**COMPLETE THE FOLLOWING**:
1) Copy out the passage on election bots in Africa word for word, starting with "It’s an area" and going on through "of Bell Pottinger.".
2) Write what comes next in the passage on election bots in Africa, picking up after its final sentence.

**PASSAGE TO READ**:

It’s an area of constant innovation, from rallies in mega stadiums to billboard adverts and pamphlets handed out in minibus taxis. The new frontier is technology.

In South Africa in 2016, British public relations firm Bell Pottinger used an army of Twitter bots to stir up racial tensions. Their “white monopoly capital” campaign amplified the sentiment that white people in South Africa were hoarding wealth, while depriving black people of jobs.

Fake accounts would tweet hate. This would then make its way into society at large. And this distracted people from the clients of that campaign, brothers Ajay, Tony and Atul Gupta, who were working with then- president Jacob Zuma to systematically loot the country’s state entities, such as its already struggling energy utility, Eskom. The slick operation was eventually revealed and the fallout contributed to the collapse of Bell Pottinger.

Using this playbook, honed in the election of Donald Trump and the campaign to pull Britain out of the European Union, companies have been selling their manipulation skills across the continent. Their success is despite more than half of people in 38 African countries having no internet access.

Platforms like Facebook have been slow, or loath, to respond.

Ahead of the 2017 Kenyan election, automated bots on Twitter accounted for more than a quarter of the most influential accounts discussing the election, according to research by consulting company Portland Communications. Countries like Lesotho, Equatorial Guinea and Senegal saw a similar influx. The research found that these accounts had more of an impact than the accounts of politicians and their campaigns.

These “served primarily to agitate, pushing negative narratives about major issues, candidates, and perceived electoral abnormalities.” After the elections, many had their election content deleted, said the report.

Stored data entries
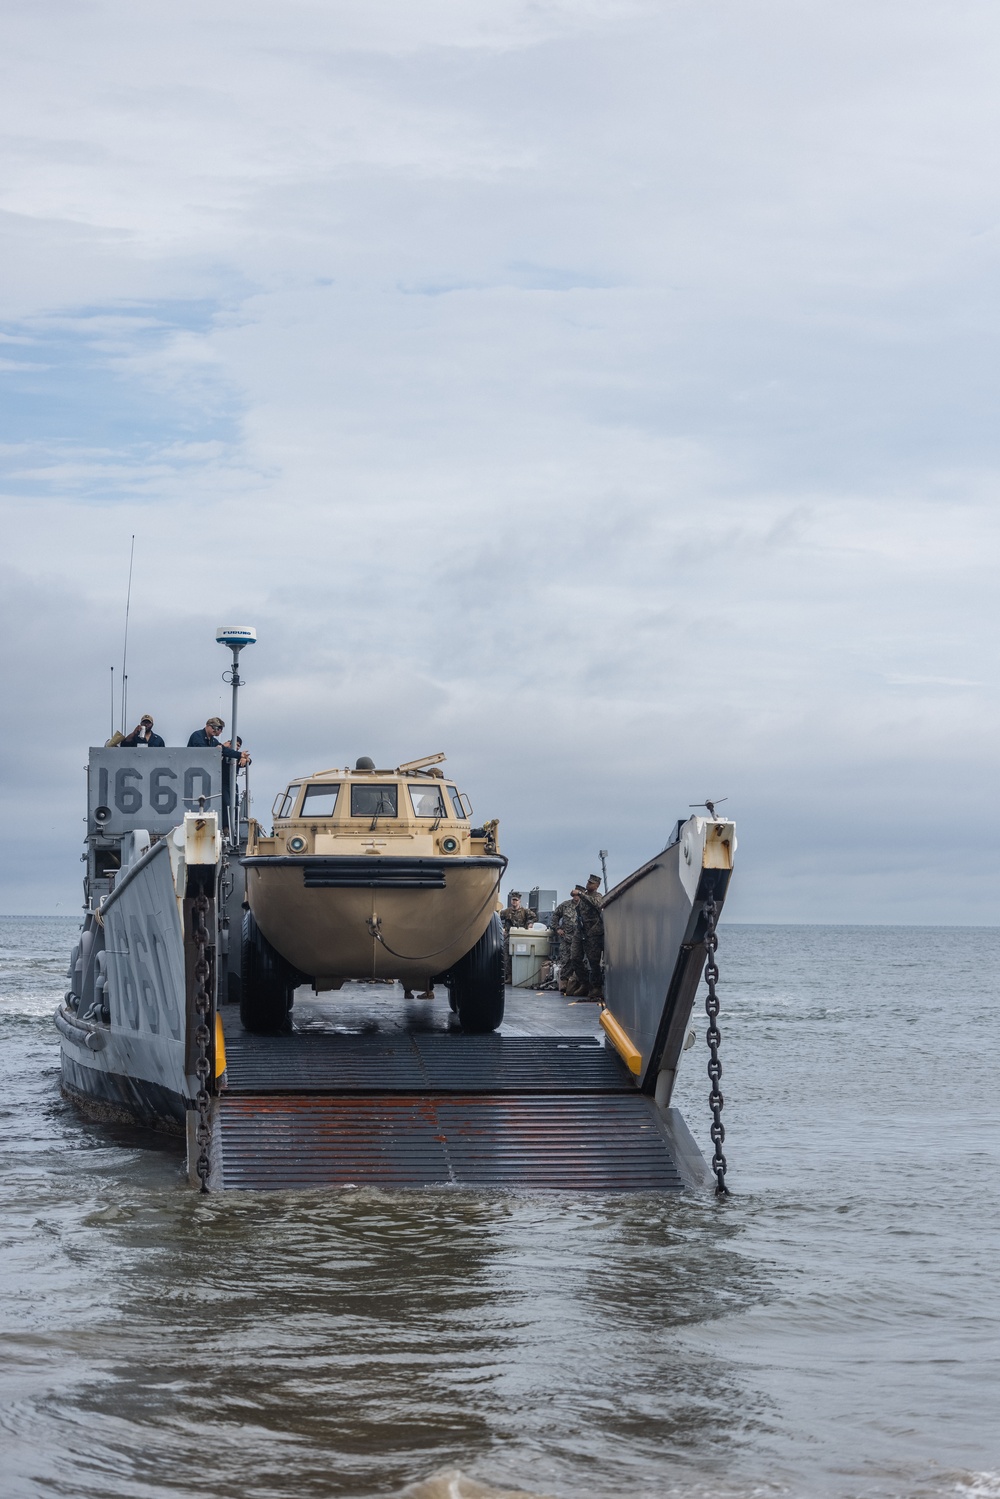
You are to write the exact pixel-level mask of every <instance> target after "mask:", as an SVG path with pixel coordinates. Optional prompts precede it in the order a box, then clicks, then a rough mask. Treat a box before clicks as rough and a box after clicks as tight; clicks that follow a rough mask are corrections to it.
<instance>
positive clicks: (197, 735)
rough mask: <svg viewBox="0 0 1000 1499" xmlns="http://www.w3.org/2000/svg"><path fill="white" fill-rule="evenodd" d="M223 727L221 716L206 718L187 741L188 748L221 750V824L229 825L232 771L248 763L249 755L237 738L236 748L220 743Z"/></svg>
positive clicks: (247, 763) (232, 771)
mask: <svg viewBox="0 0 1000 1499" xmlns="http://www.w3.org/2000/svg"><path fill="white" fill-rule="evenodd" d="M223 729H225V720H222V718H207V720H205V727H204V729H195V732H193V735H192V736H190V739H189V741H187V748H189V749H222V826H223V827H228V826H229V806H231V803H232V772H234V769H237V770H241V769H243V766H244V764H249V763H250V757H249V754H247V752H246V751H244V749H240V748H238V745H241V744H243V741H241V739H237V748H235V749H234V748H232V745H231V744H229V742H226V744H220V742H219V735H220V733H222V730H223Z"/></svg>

==

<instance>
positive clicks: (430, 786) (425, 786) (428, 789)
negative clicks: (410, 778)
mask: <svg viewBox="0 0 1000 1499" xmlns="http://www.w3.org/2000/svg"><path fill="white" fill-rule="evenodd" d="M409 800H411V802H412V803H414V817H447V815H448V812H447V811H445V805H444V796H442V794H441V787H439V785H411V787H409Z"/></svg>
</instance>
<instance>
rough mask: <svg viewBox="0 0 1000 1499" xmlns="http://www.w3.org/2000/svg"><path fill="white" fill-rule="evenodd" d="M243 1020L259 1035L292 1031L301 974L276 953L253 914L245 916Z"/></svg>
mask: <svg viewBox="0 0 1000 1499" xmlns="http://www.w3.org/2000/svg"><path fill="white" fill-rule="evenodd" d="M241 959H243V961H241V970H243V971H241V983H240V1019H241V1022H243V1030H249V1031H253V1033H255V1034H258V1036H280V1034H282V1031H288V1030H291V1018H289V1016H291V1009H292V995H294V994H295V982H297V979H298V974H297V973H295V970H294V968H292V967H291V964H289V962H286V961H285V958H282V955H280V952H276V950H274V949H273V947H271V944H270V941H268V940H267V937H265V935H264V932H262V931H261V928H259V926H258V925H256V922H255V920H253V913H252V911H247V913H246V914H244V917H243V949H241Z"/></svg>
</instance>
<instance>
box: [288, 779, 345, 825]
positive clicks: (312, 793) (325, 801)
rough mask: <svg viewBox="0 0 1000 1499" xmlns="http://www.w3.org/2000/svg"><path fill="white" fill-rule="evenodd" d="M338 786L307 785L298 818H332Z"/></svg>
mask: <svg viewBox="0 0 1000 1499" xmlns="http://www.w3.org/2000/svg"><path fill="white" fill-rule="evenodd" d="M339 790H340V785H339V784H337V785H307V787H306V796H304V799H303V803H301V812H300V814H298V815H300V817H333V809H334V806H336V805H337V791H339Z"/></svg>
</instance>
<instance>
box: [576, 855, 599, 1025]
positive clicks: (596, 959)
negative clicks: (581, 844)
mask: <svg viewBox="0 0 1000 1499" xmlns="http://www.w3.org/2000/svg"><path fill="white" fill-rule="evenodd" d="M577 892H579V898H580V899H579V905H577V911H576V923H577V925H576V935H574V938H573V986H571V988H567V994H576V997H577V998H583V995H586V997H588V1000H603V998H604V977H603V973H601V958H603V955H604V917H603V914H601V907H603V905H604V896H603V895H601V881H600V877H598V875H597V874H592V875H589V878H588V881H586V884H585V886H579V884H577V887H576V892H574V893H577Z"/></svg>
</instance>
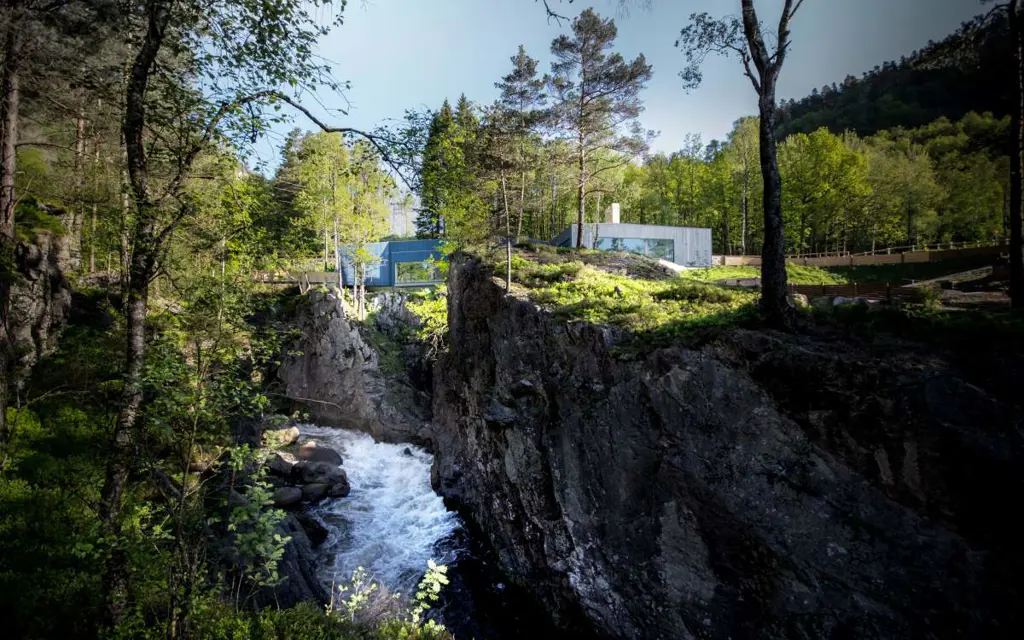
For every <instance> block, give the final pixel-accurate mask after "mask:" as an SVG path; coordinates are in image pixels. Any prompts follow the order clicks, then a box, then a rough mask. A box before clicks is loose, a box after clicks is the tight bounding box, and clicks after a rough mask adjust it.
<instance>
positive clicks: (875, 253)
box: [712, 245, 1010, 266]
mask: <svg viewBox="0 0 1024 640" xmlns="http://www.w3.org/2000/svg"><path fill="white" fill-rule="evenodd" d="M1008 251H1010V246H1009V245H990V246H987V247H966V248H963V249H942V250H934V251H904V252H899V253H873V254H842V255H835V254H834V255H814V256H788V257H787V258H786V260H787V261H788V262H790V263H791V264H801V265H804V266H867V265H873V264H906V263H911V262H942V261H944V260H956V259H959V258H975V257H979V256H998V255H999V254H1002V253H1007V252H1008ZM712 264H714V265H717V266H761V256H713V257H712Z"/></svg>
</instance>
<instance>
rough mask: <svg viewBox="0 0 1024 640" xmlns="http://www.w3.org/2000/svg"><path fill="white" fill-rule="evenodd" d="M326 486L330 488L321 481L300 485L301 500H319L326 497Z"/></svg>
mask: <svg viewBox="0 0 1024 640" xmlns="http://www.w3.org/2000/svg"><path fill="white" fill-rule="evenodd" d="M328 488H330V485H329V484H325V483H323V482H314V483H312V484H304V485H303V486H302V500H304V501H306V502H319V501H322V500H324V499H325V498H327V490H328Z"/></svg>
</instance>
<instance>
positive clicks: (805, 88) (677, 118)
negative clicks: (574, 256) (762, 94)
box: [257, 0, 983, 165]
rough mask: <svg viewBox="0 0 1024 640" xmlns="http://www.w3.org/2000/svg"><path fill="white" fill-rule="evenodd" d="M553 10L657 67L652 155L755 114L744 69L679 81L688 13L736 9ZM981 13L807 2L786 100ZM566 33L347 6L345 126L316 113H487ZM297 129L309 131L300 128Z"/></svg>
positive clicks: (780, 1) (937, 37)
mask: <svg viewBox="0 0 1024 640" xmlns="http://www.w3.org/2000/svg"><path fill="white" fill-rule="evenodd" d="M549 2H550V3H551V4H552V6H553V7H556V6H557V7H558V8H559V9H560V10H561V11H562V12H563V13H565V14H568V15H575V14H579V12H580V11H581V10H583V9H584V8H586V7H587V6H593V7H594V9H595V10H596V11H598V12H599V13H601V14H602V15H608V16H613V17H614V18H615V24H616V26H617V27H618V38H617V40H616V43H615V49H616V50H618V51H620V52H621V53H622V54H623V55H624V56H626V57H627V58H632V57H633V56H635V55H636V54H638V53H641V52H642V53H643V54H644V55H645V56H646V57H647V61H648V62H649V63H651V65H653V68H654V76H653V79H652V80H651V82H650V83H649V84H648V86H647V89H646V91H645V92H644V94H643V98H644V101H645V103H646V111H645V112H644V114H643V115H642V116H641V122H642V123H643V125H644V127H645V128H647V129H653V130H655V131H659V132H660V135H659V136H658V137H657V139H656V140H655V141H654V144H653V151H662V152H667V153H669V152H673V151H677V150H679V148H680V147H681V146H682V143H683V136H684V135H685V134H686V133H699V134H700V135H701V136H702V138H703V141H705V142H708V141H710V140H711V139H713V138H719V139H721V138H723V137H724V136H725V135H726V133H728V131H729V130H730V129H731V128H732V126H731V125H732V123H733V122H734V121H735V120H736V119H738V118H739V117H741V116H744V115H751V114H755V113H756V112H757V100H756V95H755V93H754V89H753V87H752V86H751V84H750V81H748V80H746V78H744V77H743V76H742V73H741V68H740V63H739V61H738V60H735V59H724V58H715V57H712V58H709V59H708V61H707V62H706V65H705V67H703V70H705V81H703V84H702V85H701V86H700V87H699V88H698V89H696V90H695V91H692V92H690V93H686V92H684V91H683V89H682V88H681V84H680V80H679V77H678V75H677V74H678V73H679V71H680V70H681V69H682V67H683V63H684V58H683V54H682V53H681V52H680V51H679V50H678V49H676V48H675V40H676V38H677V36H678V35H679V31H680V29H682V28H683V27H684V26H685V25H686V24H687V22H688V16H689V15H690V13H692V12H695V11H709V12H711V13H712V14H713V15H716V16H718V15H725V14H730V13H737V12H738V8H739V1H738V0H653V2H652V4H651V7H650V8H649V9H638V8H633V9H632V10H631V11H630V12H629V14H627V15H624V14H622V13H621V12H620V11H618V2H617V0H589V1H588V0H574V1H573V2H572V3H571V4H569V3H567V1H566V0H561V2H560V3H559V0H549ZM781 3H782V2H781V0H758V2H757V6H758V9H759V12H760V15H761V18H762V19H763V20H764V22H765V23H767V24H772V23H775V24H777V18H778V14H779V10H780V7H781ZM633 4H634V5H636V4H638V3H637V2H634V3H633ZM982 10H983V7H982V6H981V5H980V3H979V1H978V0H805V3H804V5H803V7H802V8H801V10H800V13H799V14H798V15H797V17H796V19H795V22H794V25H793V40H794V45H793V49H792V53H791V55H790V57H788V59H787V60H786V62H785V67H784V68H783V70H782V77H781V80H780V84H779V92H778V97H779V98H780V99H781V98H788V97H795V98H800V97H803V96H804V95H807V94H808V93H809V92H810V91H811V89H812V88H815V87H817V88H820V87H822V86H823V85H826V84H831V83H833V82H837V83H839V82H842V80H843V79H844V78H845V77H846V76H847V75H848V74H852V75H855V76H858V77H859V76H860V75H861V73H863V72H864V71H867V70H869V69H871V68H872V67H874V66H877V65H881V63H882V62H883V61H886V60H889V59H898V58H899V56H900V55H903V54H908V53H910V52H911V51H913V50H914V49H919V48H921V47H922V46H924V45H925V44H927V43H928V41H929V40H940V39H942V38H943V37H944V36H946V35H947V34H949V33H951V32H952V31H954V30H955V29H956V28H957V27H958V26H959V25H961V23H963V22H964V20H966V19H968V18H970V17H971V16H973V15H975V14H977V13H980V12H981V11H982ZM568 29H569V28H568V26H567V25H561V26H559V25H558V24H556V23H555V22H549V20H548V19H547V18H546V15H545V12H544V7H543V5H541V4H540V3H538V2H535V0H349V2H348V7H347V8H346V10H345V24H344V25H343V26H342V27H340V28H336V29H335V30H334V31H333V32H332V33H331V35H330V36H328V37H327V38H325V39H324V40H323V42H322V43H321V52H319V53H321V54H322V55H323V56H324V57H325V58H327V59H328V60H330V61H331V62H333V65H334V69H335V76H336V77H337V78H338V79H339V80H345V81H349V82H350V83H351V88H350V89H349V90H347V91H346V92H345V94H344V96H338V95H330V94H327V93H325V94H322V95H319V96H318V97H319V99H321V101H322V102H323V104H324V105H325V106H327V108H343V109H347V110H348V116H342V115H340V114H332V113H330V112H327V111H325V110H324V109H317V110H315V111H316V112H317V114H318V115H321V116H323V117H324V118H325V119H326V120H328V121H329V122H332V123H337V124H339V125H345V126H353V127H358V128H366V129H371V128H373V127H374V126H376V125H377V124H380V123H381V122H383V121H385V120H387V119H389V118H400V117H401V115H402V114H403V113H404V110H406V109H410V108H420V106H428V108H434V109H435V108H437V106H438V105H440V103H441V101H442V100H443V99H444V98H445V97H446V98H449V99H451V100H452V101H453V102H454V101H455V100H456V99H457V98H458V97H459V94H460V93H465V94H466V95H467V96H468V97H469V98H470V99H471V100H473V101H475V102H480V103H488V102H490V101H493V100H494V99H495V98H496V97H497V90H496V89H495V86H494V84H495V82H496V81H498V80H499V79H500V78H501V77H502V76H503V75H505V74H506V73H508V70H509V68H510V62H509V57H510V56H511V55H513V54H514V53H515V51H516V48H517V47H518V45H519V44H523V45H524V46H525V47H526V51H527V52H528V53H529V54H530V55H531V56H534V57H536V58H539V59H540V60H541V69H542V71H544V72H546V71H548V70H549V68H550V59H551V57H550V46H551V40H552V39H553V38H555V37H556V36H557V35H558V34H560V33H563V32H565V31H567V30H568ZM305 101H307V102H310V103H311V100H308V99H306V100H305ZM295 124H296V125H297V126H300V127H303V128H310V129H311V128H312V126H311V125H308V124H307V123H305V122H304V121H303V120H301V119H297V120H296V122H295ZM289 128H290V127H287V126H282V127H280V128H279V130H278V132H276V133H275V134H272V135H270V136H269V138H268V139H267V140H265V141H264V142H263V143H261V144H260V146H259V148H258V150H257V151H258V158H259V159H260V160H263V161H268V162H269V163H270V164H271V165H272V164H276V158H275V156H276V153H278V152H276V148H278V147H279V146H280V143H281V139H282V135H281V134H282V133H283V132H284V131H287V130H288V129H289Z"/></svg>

**ANSWERS TO THE EXERCISE**:
1)
It’s an area of constant innovation, from rallies in mega stadiums to billboard adverts and pamphlets handed out in minibus taxis. The new frontier is technology.

In South Africa in 2016, British public relations firm Bell Pottinger used an army of Twitter bots to stir up racial tensions. Their “white monopoly capital” campaign amplified the sentiment that white people in South Africa were hoarding wealth, while depriving black people of jobs.

Fake accounts would tweet hate. This would then make its way into society at large. And this distracted people from the clients of that campaign, brothers Ajay, Tony and Atul Gupta, who were working with then- president Jacob Zuma to systematically loot the country’s state entities, such as its already struggling energy utility, Eskom. The slick operation was eventually revealed and the fallout contributed to the collapse of Bell Pottinger.

2)
Facebook employees and researchers at the Stanford Internet Observatory revealed in 2019 that a firm tied to the Russian mercenary Wagner Group was running a network of at least 73 Facebook pages targeting Africans.

The pages blasted over 8,900 posts, praising controversial figures like Libyan warlord Khalifa Haftar or flattering incumbents in Cameroon, the Central African Republic, Côte d’Ivoire, the Democratic Republic of the Congo, Madagascar, Mozambique, and Sudan. Facebook removed the pages but not before they had garnered over 1.7-million likes.

Ahead of Uganda’s 2020 election, Meta deleted 32 pages, 220 user accounts, 59 groups, and 139 Instagram profiles promoting President Yoweri Museveni. These focused on smearing support for his opponent Kyagulanyi Ssentamu (aka Bobi Wine) as “hooliganism”.

Facebook found that a few individuals at a government office and PR firms had used fake or duplicate accounts to manage these disinformation assets, a practice that the platform labels as “inauthentic coordinated behaviour”. Facebook was banned in Uganda for deleting the network and remains inaccessible without the use of a virtual private network (VPN).

In the DRC, people connected to political figure Honoré Mvula created fictitious personas to run 63 accounts on Facebook, as well as 25 Instagram accounts. The US-based Digital Forensic Lab reported that the Mvula network started as “pour le buzz” accounts – pages and groups impersonating celebrities or their fans. Once they had followers, they were renamed and their starter content was deleted.

Heading a “movement of young Congolese intellectuals,” Mvula campaigned for President Félix Tshiskedi in the 2018 election that brought him to power. Meta deleted the accounts in 2020.

In Kenya, with its vocal Kenyans on Twitter community, researchers at the Mozilla Foundation uncovered a network of 3,700 Twitter accounts which pushed at least 11 paid disinformation campaigns. Over two months in 2021, these blasted out over 23,000 tweets attacking journalists, civil society and public workers like judges.

In Nigeria in 2022, a BBC investigation found that political actors were secretly paying social media influencers as much as $43,000 to spread disinformation against their opponents ahead of the February general elections.

Because it is straightforward to create fake accounts and garner a following for them, campaigns like this are widespread. And this is before generative AI, which is predicted to become a big player in elections this year – 2024 will have more elections than any year in history.

As The Continent reports in an interview with Maria Ressa, the technology dramatically increases the capacity of groups that want to manipulate things like elections, and the regulation to stop this is falling behind.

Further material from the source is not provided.